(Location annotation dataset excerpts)
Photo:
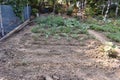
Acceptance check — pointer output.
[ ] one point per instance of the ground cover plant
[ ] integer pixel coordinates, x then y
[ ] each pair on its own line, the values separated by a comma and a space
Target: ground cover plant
57, 26
110, 28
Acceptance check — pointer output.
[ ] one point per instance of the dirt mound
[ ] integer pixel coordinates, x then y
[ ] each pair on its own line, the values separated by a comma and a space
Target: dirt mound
24, 58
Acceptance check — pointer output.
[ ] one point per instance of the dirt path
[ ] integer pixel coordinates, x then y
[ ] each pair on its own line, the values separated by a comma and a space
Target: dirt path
23, 58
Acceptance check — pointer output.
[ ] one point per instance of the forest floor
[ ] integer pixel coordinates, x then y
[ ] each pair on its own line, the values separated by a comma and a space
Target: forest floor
23, 58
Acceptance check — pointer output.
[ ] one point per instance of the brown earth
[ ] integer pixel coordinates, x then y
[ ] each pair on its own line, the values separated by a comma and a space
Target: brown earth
23, 57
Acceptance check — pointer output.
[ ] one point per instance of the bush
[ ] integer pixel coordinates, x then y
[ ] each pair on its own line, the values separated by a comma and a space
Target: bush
56, 25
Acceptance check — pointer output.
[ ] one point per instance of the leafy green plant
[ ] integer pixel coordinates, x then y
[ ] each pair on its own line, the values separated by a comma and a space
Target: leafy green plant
57, 26
114, 36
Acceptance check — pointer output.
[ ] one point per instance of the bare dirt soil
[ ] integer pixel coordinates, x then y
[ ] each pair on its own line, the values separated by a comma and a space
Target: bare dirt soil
24, 58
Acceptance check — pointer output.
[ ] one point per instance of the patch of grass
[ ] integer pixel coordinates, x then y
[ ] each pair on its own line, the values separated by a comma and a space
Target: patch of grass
56, 25
111, 27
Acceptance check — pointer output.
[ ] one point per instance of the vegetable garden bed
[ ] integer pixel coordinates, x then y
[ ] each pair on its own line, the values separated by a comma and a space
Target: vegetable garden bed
31, 56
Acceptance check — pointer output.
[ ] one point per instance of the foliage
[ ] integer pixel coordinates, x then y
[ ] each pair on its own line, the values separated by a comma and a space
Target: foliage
57, 26
18, 8
111, 28
114, 36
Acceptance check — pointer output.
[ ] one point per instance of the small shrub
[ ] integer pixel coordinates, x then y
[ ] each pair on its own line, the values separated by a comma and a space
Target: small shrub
114, 36
52, 25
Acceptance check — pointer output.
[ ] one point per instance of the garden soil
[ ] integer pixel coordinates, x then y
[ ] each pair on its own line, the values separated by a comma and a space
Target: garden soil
25, 56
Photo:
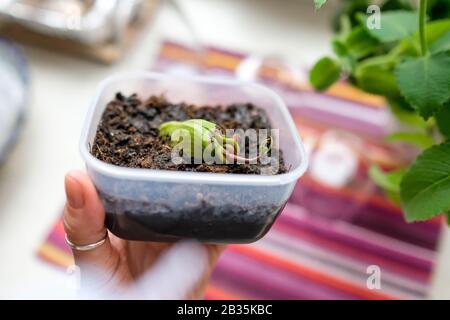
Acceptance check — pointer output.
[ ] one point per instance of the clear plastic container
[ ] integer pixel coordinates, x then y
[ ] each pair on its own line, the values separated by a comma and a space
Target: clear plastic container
159, 205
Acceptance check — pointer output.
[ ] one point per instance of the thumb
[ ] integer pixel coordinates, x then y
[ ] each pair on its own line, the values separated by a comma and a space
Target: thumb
84, 223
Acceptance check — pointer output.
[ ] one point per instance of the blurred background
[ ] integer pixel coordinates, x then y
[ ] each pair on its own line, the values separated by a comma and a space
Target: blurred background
337, 224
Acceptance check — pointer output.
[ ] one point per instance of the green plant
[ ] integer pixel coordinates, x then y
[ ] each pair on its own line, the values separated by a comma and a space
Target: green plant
205, 135
407, 61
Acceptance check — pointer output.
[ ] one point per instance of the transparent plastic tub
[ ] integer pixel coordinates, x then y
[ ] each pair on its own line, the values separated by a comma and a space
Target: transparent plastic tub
160, 205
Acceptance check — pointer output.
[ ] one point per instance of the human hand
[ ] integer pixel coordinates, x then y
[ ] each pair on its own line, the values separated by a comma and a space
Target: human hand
131, 269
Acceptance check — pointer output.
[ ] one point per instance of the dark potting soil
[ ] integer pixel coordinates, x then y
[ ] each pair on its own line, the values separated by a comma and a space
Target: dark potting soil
127, 134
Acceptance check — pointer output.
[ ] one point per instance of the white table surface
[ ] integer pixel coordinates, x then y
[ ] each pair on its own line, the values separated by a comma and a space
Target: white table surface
31, 181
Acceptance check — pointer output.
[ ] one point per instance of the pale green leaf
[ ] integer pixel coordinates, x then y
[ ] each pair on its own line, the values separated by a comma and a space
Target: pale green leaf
443, 121
441, 44
425, 82
395, 25
425, 188
324, 73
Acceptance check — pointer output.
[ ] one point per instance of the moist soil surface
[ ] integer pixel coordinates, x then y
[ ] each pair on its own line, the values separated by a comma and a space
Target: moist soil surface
127, 134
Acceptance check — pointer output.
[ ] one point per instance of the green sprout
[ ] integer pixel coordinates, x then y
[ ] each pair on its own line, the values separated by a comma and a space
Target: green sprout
199, 132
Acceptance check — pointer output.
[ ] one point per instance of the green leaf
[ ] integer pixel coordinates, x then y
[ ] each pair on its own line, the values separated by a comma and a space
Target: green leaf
319, 3
425, 188
421, 140
425, 82
360, 43
347, 60
443, 120
325, 72
377, 80
441, 44
436, 29
389, 181
433, 30
395, 25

*Goal*: Leave out the pictures and print every line of the data exactly.

*Written response*:
Photo:
Acceptance check — pointer output.
[ ] one point per instance of the ground cover plant
[ ] integer pixel coordinates, x then y
[ ] each pair on its own line, the values separated by a comma and a space
Target: ground cover plant
57, 26
110, 28
Acceptance check — pointer output.
[ ] one point per instance of the dirt mound
[ ] integer pixel coordinates, x then y
[ ] each pair on its own line, the values separated by a comma and a space
Target: dirt mound
24, 58
Acceptance check — pointer output.
[ ] one point per instance of the dirt path
[ ] integer pixel coordinates, x then y
[ ] each pair on its own line, the values separated by a comma and a space
Target: dirt path
23, 58
Acceptance check — pointer output.
[ ] one point per instance of the forest floor
[ ] integer pixel coordinates, x then y
[ ] each pair on its own line, the values separated by a comma and a space
Target: forest floor
23, 58
Acceptance check — pointer output.
[ ] one point per instance of the brown earth
[ ] integer pixel coordinates, x then y
[ ] each pair on its own line, the values separated by a comma and a space
Target: brown earth
23, 57
Acceptance check — pointer output.
[ ] one point per instance of the bush
[ ] integer pixel coordinates, x then y
[ ] each pair on its own line, the values separated by a comma and a space
Target: bush
56, 25
Acceptance check — pointer output.
[ ] one point per instance of the leafy green plant
[ ] integer pixel coordinates, x then y
[ ] each pair on its own line, the values separated by a comma and a space
Target: leafy green plant
57, 26
114, 36
Acceptance check — pointer output.
[ ] one point per instance of the bare dirt soil
[ ] integer pixel coordinates, x then y
[ ] each pair on its own line, the values separated by a comma and a space
Target: bare dirt soil
24, 58
Acceptance check — pointer output.
[ ] one point per instance of the patch of grass
[ ] integer pixel coordinates, x then y
[ ] each pair on its own line, the values separated by a comma and a space
Target: patch of grass
56, 25
111, 27
Acceptance check — pointer output.
[ ] one point per instance of the vegetable garden bed
[ ] integer pixel coordinates, x then y
[ ] each pair on its own line, the values separated by a comma and a space
Target: vegetable garden bed
31, 56
Acceptance check — pointer output.
[ ] one point per instance of the foliage
[ ] integer pixel coordinates, x then y
[ ] each pair on its own line, the values separated by a comma and a space
Target: foliage
57, 26
18, 8
111, 28
114, 36
Acceptance check — pointer output.
[ ] one point per instance of the small shrub
[ ] integer pixel coordinates, x then y
[ ] each pair on its own line, the values separated by a comma and a space
Target: small shrub
114, 36
52, 25
Acceptance check — pointer output.
[ ] one point per instance of the garden soil
[ ] integer pixel coordinates, x then y
[ ] each pair on its own line, the values separated by a comma and a space
Target: garden soil
25, 56
Photo:
Acceptance check — pointer output.
[ ] one point per instance of the clear plastic container
[ ] integer pixel coordinates, x then y
[ ] each pair on its own line, the values separated by a comma and a space
Target: clear plastic container
159, 205
Acceptance check — pointer output.
[ ] one point per instance of the thumb
[ ] integer pixel coordinates, x then y
[ ] each pair on its own line, the values separated by a comma and a space
Target: thumb
84, 223
Acceptance check — pointer output.
[ ] one point per instance of the blurred background
[ ] integer pixel coordinates, x then y
[ ] each pair on its own line, the values separated by a comma and a space
Target: blurred background
337, 224
Acceptance check — pointer output.
[ ] one point per instance of the green plant
[ ] integer pixel coordinates, x then y
[ ] each pair on its own line, the values separated by a comma and a space
Target: green plant
205, 135
407, 61
Acceptance check — pointer output.
[ ] one point per instance of the transparent plastic tub
[ ] integer pixel coordinates, x then y
[ ] each pair on its own line, the values separated by a comma and a space
Target: transparent plastic tub
160, 205
Acceptance check — pointer output.
[ ] one point per instance of the human hand
[ ] integer pixel coordinates, x then y
[ ] each pair on its own line, the values separated by a comma and a space
Target: human hand
131, 269
Acceptance check — pointer output.
[ ] one point per instance of the dark potting soil
[ ] integer pixel coordinates, x then y
[ ] each pair on its own line, the values separated by a comma and a space
Target: dark potting soil
127, 134
Acceptance check — pointer output.
[ ] one point per instance of the white table surface
[ ] integer pixel coordinates, x then y
[ ] each pair on its own line, the values separated by a comma and a space
Target: white table surface
31, 181
Acceptance check — pointer output.
[ ] one point per instance of the pale green leaf
[ ] integer pixel coordinates, x then y
[ ] each pair on its own line, the values separated by a comma and a space
Target: pale green leaf
443, 121
441, 44
425, 82
395, 25
425, 188
324, 73
Acceptance check — pointer output.
[ ] one point per instance of the moist soil surface
[ ] integer pixel coordinates, x then y
[ ] each pair on its own line, the values separated by a comma and a space
Target: moist soil surface
127, 134
Acceptance check — pointer output.
[ ] one point per instance of the green sprout
[ ] integer pixel coordinates, x then y
[ ] each pair on its own line, the values separated by a comma and a space
Target: green sprout
199, 132
Acceptance check — pointer output.
[ ] one point per instance of the green leaf
[ ] integer pixel coordinates, x then y
[ ] each pair on its own line, the values separated by a comma and a space
Target: green leaf
319, 3
425, 188
421, 140
425, 82
360, 43
347, 60
443, 120
325, 72
377, 80
441, 44
436, 29
389, 181
433, 30
395, 25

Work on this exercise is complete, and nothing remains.